> _What is required_:
Gather each line below that contains the word "bicycle" and copy it out in full. Uppercase and lowercase count as different letters.

|---|

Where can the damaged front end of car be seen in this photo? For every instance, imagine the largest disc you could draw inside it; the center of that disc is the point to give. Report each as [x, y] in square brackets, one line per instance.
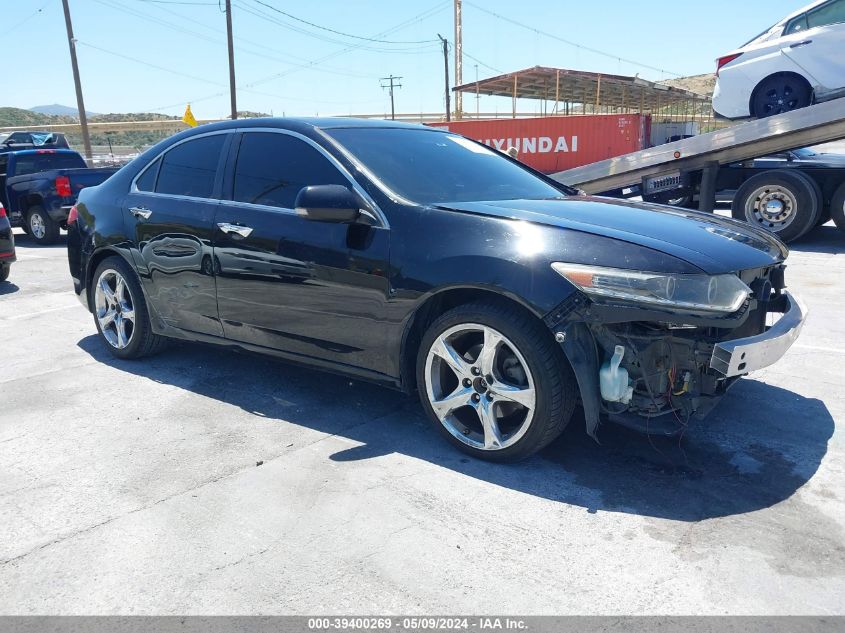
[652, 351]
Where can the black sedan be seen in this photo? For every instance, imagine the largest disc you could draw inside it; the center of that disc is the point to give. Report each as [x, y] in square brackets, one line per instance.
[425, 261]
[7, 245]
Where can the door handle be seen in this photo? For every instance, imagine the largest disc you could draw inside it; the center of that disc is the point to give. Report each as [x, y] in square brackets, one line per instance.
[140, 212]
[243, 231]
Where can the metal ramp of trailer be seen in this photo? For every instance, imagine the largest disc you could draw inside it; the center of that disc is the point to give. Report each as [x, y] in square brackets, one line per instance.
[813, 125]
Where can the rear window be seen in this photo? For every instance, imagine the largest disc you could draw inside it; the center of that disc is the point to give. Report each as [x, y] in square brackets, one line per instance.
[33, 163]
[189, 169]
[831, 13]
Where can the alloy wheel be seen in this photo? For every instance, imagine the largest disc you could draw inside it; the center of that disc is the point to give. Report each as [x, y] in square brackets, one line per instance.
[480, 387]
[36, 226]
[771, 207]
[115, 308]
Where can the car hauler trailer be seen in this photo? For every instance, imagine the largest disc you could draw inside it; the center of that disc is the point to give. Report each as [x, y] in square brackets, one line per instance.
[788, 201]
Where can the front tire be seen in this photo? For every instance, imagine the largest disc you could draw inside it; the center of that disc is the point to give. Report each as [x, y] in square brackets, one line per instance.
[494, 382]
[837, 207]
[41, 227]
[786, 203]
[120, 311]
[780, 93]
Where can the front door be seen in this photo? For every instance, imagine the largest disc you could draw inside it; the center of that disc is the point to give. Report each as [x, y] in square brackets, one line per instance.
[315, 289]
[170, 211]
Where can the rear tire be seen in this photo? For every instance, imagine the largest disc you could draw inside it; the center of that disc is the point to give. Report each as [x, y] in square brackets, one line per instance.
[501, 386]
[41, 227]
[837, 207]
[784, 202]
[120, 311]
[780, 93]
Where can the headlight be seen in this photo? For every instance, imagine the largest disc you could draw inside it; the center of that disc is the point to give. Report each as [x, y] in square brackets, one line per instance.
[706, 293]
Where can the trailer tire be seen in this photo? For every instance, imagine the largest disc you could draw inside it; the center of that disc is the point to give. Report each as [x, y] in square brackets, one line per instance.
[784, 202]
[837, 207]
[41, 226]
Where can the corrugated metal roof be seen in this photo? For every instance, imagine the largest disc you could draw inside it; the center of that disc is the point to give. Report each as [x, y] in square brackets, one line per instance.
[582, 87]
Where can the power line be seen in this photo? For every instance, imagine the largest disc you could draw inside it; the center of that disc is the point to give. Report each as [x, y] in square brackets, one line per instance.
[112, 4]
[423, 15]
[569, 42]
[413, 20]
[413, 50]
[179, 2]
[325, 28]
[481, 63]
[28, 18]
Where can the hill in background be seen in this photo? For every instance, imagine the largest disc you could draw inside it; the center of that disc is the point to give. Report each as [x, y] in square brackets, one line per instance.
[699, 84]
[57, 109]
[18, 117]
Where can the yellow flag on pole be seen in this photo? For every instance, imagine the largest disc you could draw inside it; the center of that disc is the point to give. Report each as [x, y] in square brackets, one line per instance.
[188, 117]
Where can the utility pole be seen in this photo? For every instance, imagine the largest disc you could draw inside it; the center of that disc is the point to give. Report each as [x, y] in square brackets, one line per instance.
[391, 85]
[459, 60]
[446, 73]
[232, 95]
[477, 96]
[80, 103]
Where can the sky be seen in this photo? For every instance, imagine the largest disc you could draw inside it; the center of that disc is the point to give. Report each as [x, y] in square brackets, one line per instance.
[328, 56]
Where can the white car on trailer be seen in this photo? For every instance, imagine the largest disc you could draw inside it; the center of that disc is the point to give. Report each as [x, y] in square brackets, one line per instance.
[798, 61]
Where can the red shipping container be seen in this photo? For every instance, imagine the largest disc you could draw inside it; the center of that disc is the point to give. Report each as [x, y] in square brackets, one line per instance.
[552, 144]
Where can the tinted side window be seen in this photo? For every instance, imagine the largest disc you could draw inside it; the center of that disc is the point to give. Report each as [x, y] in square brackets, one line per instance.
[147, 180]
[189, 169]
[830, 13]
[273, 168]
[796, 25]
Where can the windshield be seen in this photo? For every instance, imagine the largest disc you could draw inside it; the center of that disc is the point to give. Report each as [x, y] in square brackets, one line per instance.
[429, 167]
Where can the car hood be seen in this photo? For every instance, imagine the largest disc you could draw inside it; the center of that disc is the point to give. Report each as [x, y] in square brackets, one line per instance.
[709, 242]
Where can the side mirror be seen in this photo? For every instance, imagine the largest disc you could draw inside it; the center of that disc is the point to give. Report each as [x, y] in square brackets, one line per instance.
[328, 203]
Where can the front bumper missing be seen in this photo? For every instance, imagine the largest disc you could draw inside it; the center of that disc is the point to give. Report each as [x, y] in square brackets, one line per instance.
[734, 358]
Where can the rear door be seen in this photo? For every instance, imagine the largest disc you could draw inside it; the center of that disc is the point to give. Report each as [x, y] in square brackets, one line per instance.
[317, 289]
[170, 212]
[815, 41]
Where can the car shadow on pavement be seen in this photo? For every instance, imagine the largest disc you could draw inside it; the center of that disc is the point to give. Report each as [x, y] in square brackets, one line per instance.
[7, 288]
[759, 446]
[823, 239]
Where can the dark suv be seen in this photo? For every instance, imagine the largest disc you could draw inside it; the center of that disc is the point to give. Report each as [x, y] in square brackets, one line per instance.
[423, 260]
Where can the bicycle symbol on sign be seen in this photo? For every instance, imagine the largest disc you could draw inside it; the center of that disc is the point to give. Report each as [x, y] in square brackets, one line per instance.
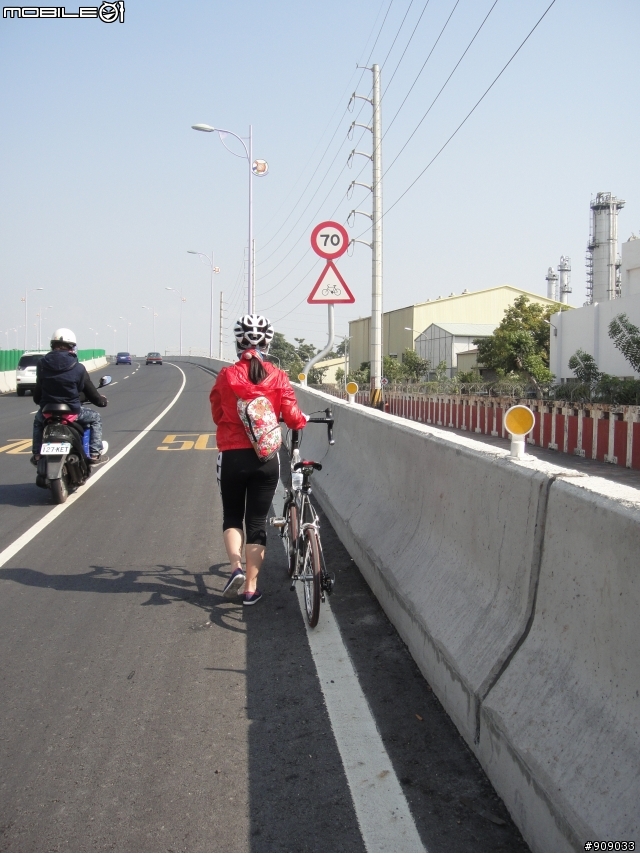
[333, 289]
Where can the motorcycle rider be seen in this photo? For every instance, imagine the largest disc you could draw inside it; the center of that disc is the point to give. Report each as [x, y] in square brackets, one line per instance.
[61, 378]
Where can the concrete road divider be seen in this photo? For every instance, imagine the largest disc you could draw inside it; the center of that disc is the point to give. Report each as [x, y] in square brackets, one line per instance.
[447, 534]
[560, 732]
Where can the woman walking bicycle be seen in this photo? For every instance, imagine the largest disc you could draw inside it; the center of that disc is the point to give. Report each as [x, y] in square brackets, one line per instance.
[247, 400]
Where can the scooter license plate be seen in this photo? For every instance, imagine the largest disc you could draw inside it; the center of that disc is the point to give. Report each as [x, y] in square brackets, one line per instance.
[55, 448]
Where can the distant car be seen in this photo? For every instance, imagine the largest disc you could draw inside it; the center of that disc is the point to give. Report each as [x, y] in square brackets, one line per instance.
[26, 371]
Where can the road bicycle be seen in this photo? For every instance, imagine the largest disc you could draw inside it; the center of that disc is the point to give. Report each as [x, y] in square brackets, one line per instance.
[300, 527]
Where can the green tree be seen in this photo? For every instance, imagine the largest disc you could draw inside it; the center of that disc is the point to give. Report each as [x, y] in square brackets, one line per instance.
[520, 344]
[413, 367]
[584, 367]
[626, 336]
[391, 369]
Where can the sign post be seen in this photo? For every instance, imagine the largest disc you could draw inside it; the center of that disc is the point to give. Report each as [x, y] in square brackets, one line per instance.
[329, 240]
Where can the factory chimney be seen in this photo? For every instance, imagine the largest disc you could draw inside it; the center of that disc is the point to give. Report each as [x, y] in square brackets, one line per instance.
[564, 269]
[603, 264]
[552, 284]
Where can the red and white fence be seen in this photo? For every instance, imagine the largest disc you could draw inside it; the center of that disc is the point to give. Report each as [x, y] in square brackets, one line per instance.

|---|

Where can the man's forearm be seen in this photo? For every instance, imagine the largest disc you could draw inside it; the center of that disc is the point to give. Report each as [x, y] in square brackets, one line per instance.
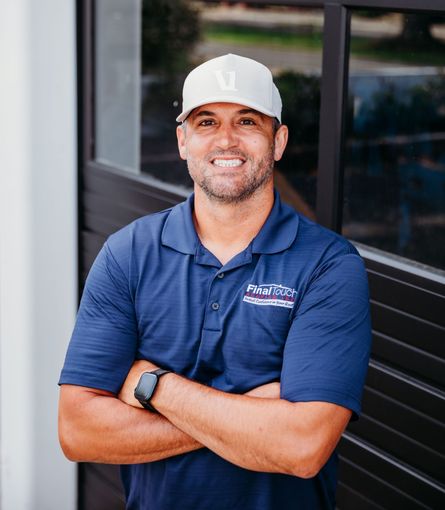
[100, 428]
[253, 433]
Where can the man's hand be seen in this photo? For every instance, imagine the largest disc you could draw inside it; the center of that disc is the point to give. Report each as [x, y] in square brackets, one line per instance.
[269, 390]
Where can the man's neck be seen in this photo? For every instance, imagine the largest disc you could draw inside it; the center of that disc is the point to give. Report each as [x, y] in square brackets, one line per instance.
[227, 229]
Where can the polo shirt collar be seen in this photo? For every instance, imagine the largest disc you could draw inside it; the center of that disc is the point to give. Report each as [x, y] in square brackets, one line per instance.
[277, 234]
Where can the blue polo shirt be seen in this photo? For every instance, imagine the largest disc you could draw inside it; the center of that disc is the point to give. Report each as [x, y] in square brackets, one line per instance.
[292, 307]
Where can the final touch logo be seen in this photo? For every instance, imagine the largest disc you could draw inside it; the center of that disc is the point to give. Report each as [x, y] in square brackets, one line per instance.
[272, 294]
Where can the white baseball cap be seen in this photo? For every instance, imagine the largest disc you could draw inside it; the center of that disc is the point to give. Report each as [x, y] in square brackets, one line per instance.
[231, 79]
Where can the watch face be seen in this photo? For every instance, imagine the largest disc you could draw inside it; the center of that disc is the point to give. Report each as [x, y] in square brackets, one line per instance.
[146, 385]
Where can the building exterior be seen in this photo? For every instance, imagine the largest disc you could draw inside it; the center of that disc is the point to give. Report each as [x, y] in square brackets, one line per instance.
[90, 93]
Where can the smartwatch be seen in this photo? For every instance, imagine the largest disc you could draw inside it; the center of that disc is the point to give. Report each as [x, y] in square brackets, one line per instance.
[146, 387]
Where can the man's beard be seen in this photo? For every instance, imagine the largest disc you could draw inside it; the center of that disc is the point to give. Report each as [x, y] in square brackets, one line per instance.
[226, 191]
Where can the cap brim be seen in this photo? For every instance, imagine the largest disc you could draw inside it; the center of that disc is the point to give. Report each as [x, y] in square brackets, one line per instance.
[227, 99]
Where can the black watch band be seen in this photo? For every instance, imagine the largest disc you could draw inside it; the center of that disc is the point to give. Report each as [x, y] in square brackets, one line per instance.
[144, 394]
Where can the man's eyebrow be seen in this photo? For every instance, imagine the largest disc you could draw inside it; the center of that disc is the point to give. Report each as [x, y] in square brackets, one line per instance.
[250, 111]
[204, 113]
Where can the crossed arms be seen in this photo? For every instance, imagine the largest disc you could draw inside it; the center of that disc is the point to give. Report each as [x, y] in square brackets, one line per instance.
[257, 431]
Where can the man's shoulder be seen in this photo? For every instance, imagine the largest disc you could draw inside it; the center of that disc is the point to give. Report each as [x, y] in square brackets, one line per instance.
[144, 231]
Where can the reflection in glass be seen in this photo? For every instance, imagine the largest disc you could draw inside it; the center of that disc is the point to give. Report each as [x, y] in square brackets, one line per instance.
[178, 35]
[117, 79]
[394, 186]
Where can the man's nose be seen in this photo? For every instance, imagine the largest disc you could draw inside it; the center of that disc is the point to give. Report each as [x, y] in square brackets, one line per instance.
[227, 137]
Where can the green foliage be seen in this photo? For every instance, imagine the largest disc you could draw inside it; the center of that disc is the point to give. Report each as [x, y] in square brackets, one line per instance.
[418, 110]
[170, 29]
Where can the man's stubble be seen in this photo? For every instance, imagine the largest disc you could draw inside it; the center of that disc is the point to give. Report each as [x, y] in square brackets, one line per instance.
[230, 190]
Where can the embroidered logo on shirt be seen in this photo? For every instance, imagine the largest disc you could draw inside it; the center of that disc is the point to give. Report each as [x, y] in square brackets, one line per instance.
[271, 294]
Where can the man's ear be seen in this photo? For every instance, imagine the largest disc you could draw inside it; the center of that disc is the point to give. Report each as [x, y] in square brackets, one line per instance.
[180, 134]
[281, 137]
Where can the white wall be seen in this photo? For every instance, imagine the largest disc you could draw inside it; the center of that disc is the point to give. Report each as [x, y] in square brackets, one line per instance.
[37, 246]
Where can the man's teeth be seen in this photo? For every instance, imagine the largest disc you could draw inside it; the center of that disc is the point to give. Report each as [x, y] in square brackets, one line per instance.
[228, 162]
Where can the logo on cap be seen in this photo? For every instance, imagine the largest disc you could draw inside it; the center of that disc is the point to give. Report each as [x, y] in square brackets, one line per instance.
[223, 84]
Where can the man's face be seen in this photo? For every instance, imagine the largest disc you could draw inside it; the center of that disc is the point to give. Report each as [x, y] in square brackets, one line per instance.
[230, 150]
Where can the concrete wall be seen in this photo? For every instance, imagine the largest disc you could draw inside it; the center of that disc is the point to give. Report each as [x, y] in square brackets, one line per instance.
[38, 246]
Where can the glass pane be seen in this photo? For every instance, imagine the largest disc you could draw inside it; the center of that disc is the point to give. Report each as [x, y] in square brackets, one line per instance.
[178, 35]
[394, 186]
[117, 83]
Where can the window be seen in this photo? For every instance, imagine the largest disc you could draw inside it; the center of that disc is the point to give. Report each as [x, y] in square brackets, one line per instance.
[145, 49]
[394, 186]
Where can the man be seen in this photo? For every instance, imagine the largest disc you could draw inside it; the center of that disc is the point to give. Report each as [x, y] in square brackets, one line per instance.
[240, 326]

|---|

> _Solution to this exercise_:
Where can the bicycle symbol on sign be seen in this photo? For every instance, imagine the largest disc you could draw inside it; the center of that disc is the point to give. Report each as [x, y] in square brackets, one line per instance.
Where can the woman walking bicycle be seen in this photo? For every instance, imagine the largest disc you could draw inside it; the center of that disc is the point to give. Report each as [x, y] in square brackets, one line per instance.
Where can the road bicycle be seen in this photo? For every instance, imagine the largest disc you could draw inside it; the center of that disc is the point to give. Report each as [x, y] in square brackets, one line per instance.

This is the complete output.